Copy every one of the rows below word for word, leaving the pictures out of your answer.

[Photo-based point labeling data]
========================

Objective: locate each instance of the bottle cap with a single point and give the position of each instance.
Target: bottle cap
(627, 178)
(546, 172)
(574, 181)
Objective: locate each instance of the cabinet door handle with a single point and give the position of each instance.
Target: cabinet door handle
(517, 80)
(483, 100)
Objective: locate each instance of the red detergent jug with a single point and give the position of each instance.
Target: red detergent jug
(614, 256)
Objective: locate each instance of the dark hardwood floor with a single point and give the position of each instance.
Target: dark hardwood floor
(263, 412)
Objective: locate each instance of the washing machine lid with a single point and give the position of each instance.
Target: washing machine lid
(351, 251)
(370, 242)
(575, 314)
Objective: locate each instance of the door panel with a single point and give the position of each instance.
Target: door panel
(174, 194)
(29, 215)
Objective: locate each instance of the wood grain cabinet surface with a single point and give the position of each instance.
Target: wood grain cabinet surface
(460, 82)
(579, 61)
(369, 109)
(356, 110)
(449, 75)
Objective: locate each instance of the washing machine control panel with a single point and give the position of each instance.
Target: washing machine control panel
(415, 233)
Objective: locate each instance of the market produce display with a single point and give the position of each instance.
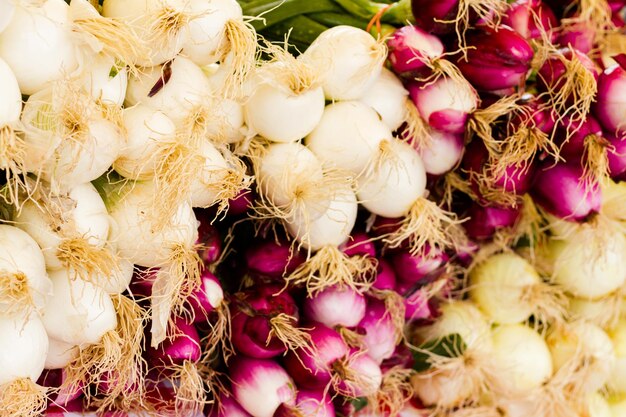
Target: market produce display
(290, 208)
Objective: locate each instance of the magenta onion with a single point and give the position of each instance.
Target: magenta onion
(272, 259)
(415, 268)
(335, 306)
(207, 297)
(261, 386)
(314, 369)
(611, 99)
(483, 222)
(445, 104)
(498, 58)
(560, 190)
(310, 403)
(256, 313)
(530, 18)
(410, 48)
(379, 332)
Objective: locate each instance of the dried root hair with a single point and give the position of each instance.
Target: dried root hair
(116, 359)
(175, 281)
(22, 398)
(106, 35)
(329, 267)
(427, 225)
(395, 390)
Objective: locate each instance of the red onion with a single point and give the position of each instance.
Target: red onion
(335, 306)
(530, 18)
(560, 190)
(611, 99)
(314, 369)
(445, 104)
(385, 277)
(415, 268)
(206, 298)
(410, 48)
(498, 58)
(272, 260)
(309, 403)
(260, 318)
(208, 237)
(484, 222)
(380, 333)
(261, 386)
(227, 406)
(359, 244)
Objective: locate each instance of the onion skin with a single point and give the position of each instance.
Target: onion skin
(558, 189)
(484, 222)
(611, 99)
(251, 315)
(499, 58)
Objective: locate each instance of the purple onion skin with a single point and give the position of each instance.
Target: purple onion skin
(250, 321)
(312, 370)
(499, 58)
(483, 222)
(272, 260)
(414, 269)
(209, 293)
(617, 156)
(208, 237)
(559, 190)
(610, 106)
(385, 276)
(228, 407)
(520, 17)
(183, 344)
(359, 244)
(406, 52)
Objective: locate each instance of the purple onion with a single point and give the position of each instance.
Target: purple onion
(310, 403)
(206, 298)
(208, 237)
(313, 369)
(252, 312)
(611, 99)
(380, 334)
(410, 48)
(445, 104)
(359, 244)
(261, 386)
(385, 277)
(521, 17)
(414, 269)
(227, 406)
(560, 190)
(499, 58)
(616, 154)
(484, 222)
(182, 344)
(272, 259)
(335, 306)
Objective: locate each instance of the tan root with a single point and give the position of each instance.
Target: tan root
(22, 398)
(395, 390)
(88, 262)
(427, 226)
(15, 292)
(106, 35)
(329, 267)
(596, 160)
(175, 281)
(239, 54)
(12, 156)
(283, 327)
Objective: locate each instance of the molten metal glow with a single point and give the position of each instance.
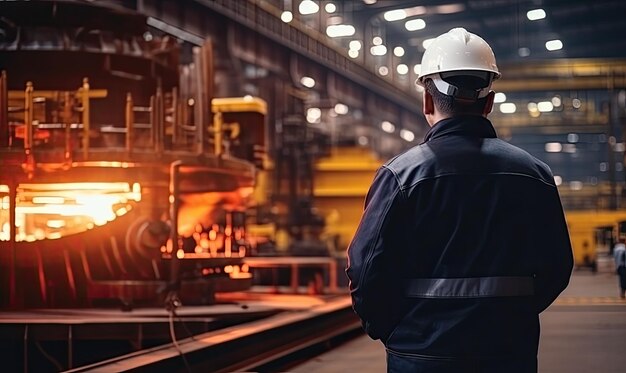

========================

- RIGHT ANSWER -
Objective: locate each instance of the bottle cap with a single point and give the position of each instance.
Target: bottle cap
(627, 178)
(546, 172)
(574, 181)
Objective: locate each instance of the cabinet door handle with a single point and give the position of each instance.
Target: cabinet door handle
(517, 80)
(483, 100)
Objective: locate each instance of the red detergent jug with a single point and give the position of each instance.
Target: red detergent jug
(614, 256)
Objective: locate each instance of the dark hardwood floor with a single point and give the position of each instance.
Target: dark hardwood floor
(263, 412)
Objective: locate each instance of the washing machine lid with a single point and give the position of each instance.
Target: washing machine lid
(351, 251)
(370, 242)
(575, 314)
Objective: locate each instance of the door panel with a single point and give the position of each instance.
Target: door panel
(174, 194)
(29, 215)
Objective: locate each instance of the wood grain cabinet surface with a single point and give the position of each instance.
Target: wood grain cabinet surface
(460, 82)
(579, 61)
(369, 109)
(356, 110)
(449, 75)
Objective: locate each instance of the washing machine control panel with a single point and give the position of each instance.
Target: washing machine control panel
(415, 233)
Objective: locate each instance of the market produce display with a single point and give the position of each instance.
Target: market produce display
(290, 208)
Objective: locate each instance of the magenta onion with a single point and give the position of each instance.
Target: magenta onion
(272, 259)
(415, 268)
(335, 306)
(207, 297)
(261, 386)
(314, 369)
(611, 99)
(483, 222)
(445, 104)
(498, 58)
(560, 190)
(310, 403)
(256, 313)
(530, 18)
(410, 48)
(379, 332)
Objective: locate each instance of the dried root hair with a single point and give the position of each instance.
Target: dried root hair
(116, 359)
(175, 281)
(22, 398)
(106, 35)
(329, 267)
(427, 225)
(395, 390)
Objective: locate each instance of the red onion with a single point and give the position of each instance.
Target: red onion
(335, 306)
(530, 18)
(560, 190)
(611, 99)
(314, 369)
(445, 104)
(385, 277)
(415, 268)
(206, 298)
(410, 48)
(498, 58)
(272, 260)
(309, 403)
(260, 318)
(208, 237)
(484, 222)
(380, 333)
(261, 386)
(227, 406)
(359, 244)
Objective: locate each instance of the onion skin with a single point and give the position of each instance.
Target: onion skin
(558, 189)
(484, 222)
(611, 99)
(251, 315)
(499, 58)
Objective: locate each instance of the purple onion skin with a single point and give the position of each instance.
Target: purple onion skin
(250, 321)
(312, 370)
(499, 58)
(483, 222)
(272, 260)
(414, 269)
(209, 293)
(617, 156)
(208, 237)
(559, 190)
(610, 106)
(385, 276)
(228, 407)
(520, 17)
(183, 344)
(359, 244)
(406, 52)
Objective: locate each instance of the purple onion with a single point and give the position of each instance.
Target: purple onion
(310, 403)
(206, 298)
(208, 237)
(313, 369)
(252, 312)
(611, 99)
(380, 334)
(410, 48)
(445, 104)
(359, 244)
(261, 386)
(385, 277)
(521, 17)
(414, 269)
(227, 406)
(560, 190)
(499, 58)
(616, 154)
(484, 222)
(182, 344)
(272, 259)
(335, 306)
Objective: locate each instance of the tan root with a single point and give the position of each instance.
Target: tan root
(22, 398)
(395, 390)
(88, 262)
(427, 226)
(15, 292)
(106, 35)
(329, 267)
(596, 160)
(175, 281)
(239, 54)
(12, 156)
(283, 327)
Objective: locate each instance of the molten metal glow with a single point and give the position of each instance.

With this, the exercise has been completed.